● TO BE DONE: Duplicate everything from the start of the material down to the line containing "pixel 344 163", including both ends.

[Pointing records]
========================
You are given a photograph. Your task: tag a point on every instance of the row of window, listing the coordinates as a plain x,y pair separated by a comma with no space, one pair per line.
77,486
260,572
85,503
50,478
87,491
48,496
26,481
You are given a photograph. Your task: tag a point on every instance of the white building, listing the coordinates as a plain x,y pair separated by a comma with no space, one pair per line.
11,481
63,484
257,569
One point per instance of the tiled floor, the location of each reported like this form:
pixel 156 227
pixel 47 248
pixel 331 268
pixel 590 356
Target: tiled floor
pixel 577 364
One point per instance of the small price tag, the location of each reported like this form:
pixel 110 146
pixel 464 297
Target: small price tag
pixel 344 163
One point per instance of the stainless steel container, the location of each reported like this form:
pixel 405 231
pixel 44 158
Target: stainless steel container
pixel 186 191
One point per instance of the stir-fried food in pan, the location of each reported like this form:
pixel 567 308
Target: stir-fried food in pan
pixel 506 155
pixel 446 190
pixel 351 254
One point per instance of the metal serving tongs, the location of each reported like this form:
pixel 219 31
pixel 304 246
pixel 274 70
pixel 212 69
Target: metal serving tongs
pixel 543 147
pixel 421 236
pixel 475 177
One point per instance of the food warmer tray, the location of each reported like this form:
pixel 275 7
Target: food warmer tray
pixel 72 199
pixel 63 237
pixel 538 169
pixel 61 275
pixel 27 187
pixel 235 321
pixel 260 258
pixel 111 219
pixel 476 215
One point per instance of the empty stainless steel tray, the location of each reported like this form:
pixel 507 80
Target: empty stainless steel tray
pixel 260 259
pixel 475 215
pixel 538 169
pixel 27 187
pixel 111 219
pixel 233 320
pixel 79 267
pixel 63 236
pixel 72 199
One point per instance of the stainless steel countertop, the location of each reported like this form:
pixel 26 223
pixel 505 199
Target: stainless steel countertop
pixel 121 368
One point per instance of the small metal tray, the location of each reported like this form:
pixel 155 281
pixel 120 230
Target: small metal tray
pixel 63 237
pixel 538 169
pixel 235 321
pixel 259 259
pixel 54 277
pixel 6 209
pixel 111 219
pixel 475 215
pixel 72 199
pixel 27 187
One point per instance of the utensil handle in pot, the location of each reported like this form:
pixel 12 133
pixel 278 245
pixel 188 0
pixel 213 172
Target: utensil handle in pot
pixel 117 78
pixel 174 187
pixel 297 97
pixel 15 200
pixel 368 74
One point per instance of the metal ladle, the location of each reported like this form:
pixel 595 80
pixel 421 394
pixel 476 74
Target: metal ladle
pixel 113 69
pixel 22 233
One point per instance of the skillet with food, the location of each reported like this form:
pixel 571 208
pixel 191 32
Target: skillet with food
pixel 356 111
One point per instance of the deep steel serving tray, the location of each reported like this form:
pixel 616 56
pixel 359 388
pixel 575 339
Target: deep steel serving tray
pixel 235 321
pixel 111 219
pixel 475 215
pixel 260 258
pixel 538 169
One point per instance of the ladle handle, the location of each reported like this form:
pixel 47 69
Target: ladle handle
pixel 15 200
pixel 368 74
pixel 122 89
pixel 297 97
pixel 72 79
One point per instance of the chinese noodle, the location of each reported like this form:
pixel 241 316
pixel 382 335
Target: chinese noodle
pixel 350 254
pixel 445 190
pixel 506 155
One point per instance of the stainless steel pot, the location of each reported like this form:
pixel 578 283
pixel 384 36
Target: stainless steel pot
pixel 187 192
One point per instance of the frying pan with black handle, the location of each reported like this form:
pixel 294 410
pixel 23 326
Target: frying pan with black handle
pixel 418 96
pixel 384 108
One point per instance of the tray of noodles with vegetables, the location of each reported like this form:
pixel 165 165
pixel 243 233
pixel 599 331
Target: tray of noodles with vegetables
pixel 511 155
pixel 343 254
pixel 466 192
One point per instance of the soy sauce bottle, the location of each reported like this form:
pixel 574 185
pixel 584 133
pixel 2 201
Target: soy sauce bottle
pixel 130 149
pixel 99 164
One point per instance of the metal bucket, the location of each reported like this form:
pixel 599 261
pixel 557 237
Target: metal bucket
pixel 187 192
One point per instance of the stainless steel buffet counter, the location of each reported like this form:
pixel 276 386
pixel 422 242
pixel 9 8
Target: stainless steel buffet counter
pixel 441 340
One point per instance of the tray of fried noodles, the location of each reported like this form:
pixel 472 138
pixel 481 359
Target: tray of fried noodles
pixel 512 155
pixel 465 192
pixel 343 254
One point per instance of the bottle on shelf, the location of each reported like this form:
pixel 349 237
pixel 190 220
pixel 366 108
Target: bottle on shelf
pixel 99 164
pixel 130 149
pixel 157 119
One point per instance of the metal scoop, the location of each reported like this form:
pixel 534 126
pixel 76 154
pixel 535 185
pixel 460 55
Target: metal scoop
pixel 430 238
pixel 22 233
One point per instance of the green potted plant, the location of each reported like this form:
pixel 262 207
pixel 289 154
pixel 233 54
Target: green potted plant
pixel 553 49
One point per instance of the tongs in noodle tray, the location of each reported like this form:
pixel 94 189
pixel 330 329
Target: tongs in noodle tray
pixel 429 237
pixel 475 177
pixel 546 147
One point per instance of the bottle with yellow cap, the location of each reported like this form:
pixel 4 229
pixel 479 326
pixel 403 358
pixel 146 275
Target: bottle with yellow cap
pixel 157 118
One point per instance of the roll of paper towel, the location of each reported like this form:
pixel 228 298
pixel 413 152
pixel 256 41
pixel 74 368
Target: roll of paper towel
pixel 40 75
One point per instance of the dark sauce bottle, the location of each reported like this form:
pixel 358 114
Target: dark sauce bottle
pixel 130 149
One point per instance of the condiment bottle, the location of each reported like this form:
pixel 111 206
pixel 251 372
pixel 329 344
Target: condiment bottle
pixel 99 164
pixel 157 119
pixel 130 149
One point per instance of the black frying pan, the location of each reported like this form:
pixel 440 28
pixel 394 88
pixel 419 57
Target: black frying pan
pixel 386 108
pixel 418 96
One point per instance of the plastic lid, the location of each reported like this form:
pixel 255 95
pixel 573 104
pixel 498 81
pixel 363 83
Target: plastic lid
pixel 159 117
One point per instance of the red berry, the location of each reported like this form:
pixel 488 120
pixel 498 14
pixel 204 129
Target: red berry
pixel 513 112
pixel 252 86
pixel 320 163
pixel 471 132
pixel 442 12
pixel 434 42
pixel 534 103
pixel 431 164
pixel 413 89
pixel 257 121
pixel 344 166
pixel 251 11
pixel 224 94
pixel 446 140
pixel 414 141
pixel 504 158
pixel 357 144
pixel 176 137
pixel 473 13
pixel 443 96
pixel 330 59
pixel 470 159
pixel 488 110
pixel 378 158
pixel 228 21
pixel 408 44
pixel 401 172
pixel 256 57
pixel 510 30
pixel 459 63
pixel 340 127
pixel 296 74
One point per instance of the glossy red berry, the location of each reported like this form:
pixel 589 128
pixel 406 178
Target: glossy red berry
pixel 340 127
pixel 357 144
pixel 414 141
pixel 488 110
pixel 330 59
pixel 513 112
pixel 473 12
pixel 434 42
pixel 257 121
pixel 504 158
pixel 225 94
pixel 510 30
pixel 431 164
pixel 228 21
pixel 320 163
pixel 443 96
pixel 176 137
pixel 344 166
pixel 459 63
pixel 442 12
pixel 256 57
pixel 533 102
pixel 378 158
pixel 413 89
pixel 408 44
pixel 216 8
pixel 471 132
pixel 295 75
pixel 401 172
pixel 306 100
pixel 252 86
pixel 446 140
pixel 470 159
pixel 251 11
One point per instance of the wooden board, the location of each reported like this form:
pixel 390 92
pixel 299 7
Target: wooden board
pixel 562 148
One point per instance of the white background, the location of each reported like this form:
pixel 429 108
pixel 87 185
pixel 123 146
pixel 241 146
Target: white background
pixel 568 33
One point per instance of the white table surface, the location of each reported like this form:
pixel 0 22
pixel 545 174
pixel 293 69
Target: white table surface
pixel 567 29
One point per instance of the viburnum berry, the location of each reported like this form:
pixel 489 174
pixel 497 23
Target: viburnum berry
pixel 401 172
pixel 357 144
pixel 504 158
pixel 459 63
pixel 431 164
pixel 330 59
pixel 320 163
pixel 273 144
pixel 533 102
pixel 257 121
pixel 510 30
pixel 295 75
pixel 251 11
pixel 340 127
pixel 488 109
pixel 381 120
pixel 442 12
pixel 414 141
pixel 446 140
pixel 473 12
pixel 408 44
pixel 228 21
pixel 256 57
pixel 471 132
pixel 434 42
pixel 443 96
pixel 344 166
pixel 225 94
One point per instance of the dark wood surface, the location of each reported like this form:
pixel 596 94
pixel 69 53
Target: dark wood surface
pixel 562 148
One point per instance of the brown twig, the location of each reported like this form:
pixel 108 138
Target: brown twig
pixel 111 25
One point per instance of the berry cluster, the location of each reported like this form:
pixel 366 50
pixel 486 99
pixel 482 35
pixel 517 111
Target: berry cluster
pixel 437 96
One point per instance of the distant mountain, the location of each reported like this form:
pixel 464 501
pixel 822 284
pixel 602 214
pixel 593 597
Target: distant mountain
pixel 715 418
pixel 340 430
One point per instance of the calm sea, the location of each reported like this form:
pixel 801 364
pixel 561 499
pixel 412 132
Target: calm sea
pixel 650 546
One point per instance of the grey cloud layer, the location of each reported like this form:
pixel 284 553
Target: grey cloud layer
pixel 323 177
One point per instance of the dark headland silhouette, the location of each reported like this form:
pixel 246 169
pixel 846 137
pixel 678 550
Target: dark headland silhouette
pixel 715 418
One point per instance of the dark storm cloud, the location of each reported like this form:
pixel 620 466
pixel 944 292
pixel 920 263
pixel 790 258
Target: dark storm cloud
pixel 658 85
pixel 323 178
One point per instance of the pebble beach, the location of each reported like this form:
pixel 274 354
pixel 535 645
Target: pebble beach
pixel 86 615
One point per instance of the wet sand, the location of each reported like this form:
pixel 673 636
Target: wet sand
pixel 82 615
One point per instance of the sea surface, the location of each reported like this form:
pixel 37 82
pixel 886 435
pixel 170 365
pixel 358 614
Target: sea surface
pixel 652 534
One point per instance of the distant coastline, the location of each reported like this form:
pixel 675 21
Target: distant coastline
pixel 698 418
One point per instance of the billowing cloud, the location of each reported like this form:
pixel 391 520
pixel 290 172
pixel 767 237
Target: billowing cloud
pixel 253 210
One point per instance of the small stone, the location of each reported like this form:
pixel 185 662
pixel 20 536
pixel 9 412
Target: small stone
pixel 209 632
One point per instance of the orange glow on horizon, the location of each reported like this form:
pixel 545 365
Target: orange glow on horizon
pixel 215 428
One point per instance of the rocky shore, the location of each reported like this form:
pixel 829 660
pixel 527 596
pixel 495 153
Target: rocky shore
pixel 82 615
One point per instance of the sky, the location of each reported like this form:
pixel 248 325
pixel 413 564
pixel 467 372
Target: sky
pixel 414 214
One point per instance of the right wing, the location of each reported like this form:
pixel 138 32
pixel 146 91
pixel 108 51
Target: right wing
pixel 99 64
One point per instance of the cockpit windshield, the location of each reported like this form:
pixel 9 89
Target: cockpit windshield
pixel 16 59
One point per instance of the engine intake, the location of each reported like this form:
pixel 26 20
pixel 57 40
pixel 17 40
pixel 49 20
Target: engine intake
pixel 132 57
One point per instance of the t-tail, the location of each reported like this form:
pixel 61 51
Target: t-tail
========================
● SOLVED EXERCISE:
You are given a photograph. Your task: tag a point on every instance of the row of window, listing the coordinates as a plain x,y pair separated by a comma with no space, one pair per line.
77,486
260,572
85,503
50,478
87,491
48,496
26,481
You are given a photograph. Your task: tag a point on every instance of the white building, listing the coordinates as a plain x,y pair separated by a comma with no space, one pair per line.
11,481
63,484
257,569
One point per instance of the tiled floor, the location of each reported like this form:
pixel 156 227
pixel 47 248
pixel 331 268
pixel 590 356
Target: tiled floor
pixel 577 364
One point per instance of the small price tag, the location of each reported like this form:
pixel 110 146
pixel 464 297
Target: small price tag
pixel 344 163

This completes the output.